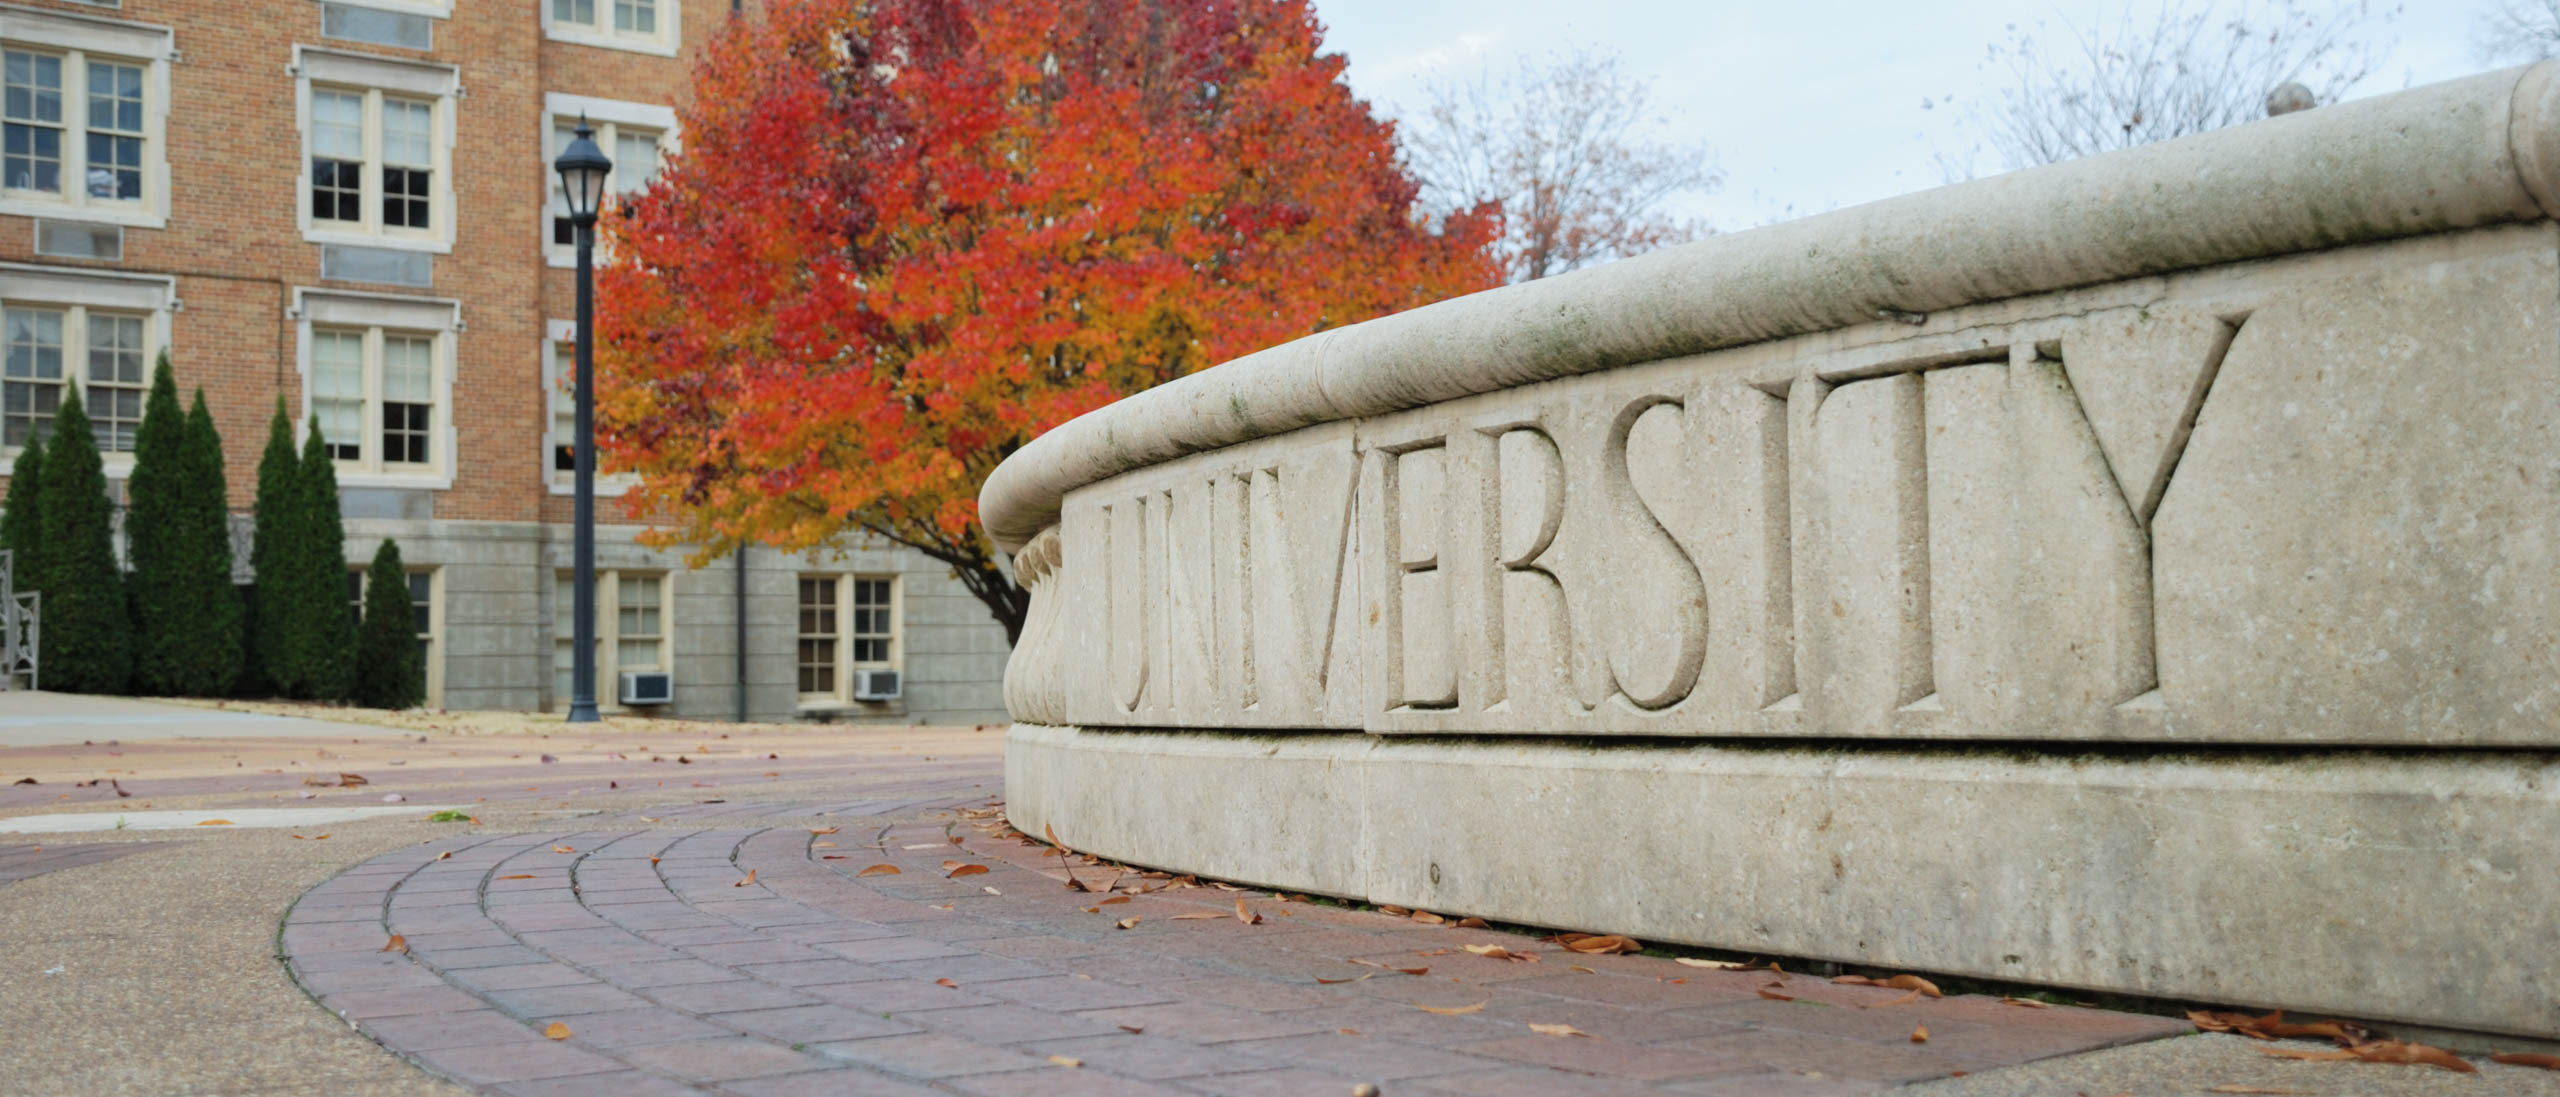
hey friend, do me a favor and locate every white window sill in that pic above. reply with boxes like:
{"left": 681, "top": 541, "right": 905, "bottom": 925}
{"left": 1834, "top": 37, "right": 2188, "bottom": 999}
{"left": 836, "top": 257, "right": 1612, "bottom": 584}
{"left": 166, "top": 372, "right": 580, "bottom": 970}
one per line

________________________________________

EXERCISE DIRECTIONS:
Omit the pictures, and quote the material above exactly as given.

YOUR RESPONSE:
hey friend, do me a favor and locate every white window sill in that pic above. reply with boxes like:
{"left": 681, "top": 541, "right": 905, "bottom": 925}
{"left": 1834, "top": 37, "right": 2188, "bottom": 999}
{"left": 836, "top": 257, "right": 1612, "bottom": 584}
{"left": 166, "top": 372, "right": 580, "bottom": 970}
one per line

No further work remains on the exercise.